Activity 1 :: In the review of Massacre at Central High, reproduce the passage word for word, starting at "Massacre at Central High’s" and ending at "deaf and hard-of-hearing.".
Activity 2 :: According to the review of Massacre at Central High, who insisted on using the song "Crossroads" as the movie's theme?

Extract to read ::
· · · ·

There’s also some clever, hip dialogue as well, which the cast reportedly had a hand in writing, helping to keep the movie a bit more crisp than other cheese ball teen movies that came before. The costumes are pretty cool as well. Real and down to earth at times and at others a bit out there. Carradine in one scene looks to be wearing an embossed leather shirt, thick leather too, like a key chain or a saddle, not those Elvis ‘68 Comeback Special type leathers.
Massacre is a true cult classic. Upon its original release, it didn’t do so well at the box office and Daalder himself was disappointed with the final product, especially the sappy TV drama music producer Harold Sobel insisted on using as the movie’s theme. “Crossroads” was used instead of Daalder’s now lost song titled “David’s Theme” which Maury describes as being akin to The Exorcist’s haunting theme music and would have really set a different tone for the picture. “Crossroads of your life” is terrible, 1960s knock-off Vegas crooner terrible. Anyway the movie came and went for the most part but in some places it kept running and people kept lining up to watch it for years. Finally catching the eyes of major critics like Roger Ebert who enjoyed the movie and put it on his “guilty pleasures” list (see Sneak Previews Season 3 Episode 36).
Massacre at Central High’s “Explosive Special Features Include”
- High definition 1080p remaster scanned, transferred and supervised by director Rene Daalder
- Audio interview by Mike White (The Projection Booth Podcast) featuring interviews with cast members Andrew Stevens, Robert Carradine, Derrel Maury, and Rex Stevens Sikes.
- Audio interview with director Rene Daalder conducted by writer/horror historian Michael Gingold,
- Hell In The Hallways: The Making of “Massacre at Central High” – New “making of” documentary.
- Theatrical trailer, TV spot and radio spot.
- Still gallery
- Newly translated removable English subtitles for the deaf and hard-of-hearing.
The picture quality is great. Looks like it was recently shot. Kudos to the restoration crew as they did a real bang up of a job on this one.

· · · ·

Dataset entries ::
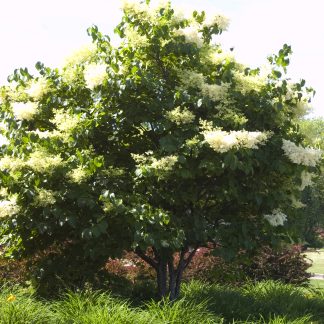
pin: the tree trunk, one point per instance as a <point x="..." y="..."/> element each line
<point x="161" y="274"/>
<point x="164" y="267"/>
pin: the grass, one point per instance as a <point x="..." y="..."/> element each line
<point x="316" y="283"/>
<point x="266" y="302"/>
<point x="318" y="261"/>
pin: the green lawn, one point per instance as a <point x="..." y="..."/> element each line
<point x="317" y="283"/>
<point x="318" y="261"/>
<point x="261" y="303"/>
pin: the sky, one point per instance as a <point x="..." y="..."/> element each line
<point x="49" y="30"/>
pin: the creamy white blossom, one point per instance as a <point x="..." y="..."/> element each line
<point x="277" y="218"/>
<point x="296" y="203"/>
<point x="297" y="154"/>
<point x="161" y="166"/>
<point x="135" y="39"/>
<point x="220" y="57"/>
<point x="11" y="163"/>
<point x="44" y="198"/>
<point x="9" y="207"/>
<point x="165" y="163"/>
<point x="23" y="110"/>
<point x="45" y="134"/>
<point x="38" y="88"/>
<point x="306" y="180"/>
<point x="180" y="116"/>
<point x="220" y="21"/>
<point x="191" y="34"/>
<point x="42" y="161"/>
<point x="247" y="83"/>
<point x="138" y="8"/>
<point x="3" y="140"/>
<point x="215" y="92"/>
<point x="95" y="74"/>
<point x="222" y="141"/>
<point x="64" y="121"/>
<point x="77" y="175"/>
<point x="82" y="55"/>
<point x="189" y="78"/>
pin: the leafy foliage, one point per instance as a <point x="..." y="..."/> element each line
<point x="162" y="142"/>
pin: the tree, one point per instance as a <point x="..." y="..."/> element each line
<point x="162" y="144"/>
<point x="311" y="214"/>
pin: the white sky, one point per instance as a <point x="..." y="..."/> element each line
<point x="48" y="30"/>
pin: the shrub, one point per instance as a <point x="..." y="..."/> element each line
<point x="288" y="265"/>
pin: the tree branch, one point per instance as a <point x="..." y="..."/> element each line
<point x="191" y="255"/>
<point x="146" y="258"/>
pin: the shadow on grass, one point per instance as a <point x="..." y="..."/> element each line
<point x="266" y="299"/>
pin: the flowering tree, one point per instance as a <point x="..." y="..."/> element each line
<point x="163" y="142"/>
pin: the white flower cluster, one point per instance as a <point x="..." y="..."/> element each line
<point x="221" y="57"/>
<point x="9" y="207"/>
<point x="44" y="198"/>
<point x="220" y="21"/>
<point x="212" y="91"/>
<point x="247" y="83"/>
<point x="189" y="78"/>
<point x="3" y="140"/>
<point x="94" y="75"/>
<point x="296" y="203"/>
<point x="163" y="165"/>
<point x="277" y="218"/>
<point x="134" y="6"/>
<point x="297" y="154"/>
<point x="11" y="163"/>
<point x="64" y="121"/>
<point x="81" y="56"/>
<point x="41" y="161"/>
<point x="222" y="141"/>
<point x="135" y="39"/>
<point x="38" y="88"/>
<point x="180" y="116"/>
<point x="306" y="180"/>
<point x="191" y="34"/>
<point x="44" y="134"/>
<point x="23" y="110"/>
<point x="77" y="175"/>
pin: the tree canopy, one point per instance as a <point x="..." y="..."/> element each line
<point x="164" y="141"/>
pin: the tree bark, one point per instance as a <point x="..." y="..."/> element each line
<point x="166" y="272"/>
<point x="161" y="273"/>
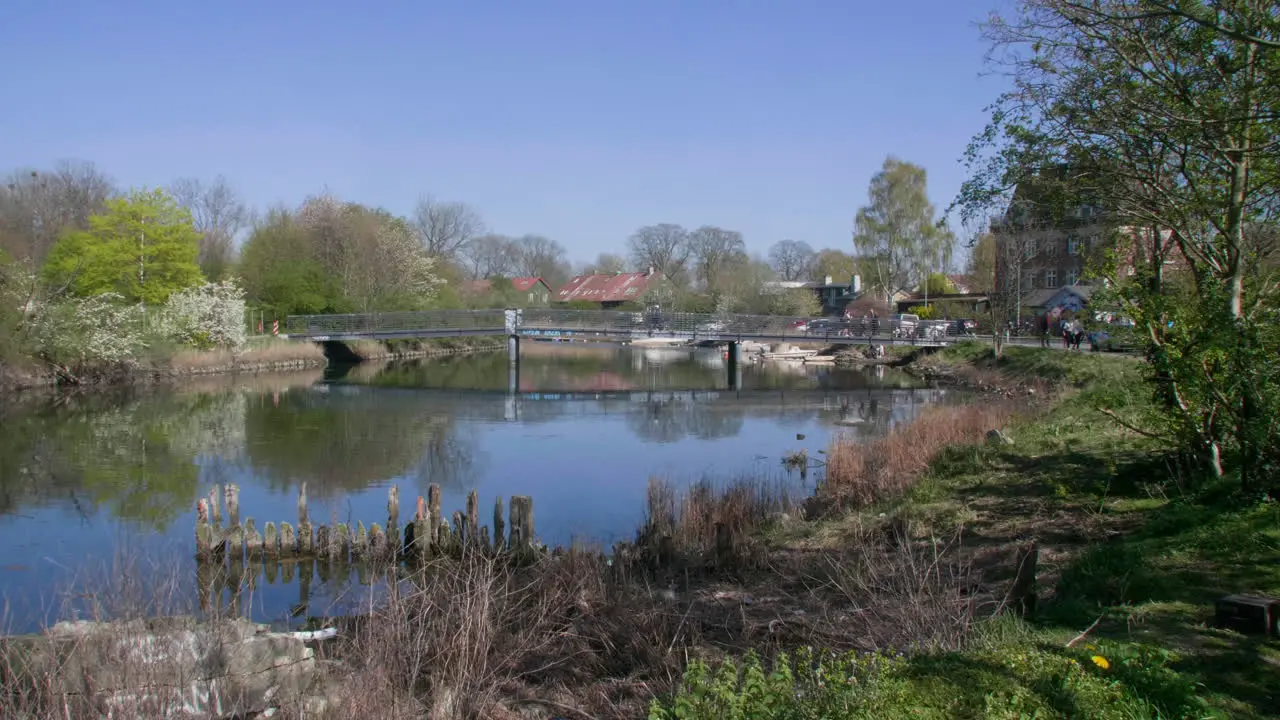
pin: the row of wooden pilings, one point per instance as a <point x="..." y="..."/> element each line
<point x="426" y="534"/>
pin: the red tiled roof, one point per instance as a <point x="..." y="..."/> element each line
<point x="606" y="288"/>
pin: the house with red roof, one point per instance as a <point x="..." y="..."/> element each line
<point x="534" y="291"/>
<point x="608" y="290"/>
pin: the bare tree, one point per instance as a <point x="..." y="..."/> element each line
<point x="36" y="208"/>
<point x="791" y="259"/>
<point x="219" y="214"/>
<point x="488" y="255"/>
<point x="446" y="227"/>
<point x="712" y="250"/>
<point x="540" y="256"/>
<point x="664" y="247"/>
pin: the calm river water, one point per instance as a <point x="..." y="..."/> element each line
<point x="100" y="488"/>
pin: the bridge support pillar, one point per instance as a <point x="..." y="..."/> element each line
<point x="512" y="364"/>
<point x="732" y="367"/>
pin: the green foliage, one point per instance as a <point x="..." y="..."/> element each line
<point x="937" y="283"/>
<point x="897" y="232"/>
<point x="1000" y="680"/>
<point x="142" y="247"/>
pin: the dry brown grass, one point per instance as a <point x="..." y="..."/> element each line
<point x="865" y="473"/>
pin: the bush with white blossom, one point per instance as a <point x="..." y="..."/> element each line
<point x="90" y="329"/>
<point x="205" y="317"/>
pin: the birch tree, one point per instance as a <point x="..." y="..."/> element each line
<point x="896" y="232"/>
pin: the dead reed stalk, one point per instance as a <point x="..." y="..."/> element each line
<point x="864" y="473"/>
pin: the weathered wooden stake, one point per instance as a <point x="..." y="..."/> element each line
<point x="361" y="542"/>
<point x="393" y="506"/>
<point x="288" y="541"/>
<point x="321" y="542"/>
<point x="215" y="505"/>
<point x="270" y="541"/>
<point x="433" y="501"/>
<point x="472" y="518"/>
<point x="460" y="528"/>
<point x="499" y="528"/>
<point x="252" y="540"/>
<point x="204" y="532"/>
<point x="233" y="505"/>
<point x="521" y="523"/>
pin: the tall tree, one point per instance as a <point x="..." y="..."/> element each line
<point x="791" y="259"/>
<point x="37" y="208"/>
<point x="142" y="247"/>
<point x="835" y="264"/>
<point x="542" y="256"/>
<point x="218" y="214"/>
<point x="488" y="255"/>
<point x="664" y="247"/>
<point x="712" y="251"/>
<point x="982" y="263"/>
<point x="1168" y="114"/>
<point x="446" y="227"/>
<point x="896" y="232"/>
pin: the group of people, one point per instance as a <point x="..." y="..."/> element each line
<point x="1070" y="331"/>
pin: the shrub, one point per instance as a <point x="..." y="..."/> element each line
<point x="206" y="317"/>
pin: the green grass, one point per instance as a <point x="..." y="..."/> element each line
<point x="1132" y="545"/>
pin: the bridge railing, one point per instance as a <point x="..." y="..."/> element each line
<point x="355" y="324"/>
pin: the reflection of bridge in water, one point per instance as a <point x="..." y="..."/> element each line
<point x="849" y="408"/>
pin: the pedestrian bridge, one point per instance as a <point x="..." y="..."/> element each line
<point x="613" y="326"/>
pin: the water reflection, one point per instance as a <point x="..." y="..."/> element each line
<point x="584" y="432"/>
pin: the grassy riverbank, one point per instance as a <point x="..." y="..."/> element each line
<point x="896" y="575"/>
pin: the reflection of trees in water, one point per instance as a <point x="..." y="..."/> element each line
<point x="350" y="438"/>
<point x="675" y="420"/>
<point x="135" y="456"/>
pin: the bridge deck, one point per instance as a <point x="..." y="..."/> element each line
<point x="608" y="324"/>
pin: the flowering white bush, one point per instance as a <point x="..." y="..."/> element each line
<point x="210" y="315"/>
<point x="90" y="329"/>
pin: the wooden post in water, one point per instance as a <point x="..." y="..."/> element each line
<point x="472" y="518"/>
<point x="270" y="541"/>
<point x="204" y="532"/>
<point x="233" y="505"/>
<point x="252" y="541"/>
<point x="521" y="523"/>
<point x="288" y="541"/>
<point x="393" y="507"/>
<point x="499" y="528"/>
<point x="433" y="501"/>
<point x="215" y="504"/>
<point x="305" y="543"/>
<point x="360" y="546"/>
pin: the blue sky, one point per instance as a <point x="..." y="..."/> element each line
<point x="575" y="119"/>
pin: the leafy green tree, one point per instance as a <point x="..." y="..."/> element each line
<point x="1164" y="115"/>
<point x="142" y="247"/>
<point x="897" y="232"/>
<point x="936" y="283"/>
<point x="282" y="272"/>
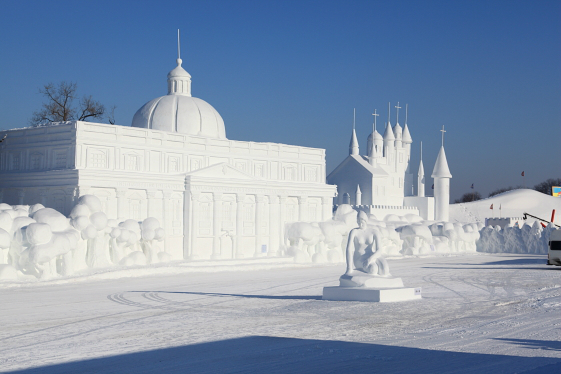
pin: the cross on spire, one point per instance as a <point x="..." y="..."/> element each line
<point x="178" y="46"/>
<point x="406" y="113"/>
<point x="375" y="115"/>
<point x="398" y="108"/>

· · · ·

Problem solution 1 ::
Massacre at Central High’s “Explosive Special Features Include”
- High definition 1080p remaster scanned, transferred and supervised by director Rene Daalder
- Audio interview by Mike White (The Projection Booth Podcast) featuring interviews with cast members Andrew Stevens, Robert Carradine, Derrel Maury, and Rex Stevens Sikes.
- Audio interview with director Rene Daalder conducted by writer/horror historian Michael Gingold,
- Hell In The Hallways: The Making of “Massacre at Central High” – New “making of” documentary.
- Theatrical trailer, TV spot and radio spot.
- Still gallery
- Newly translated removable English subtitles for the deaf and hard-of-hearing.

Problem solution 2 :: Producer Harold Sobel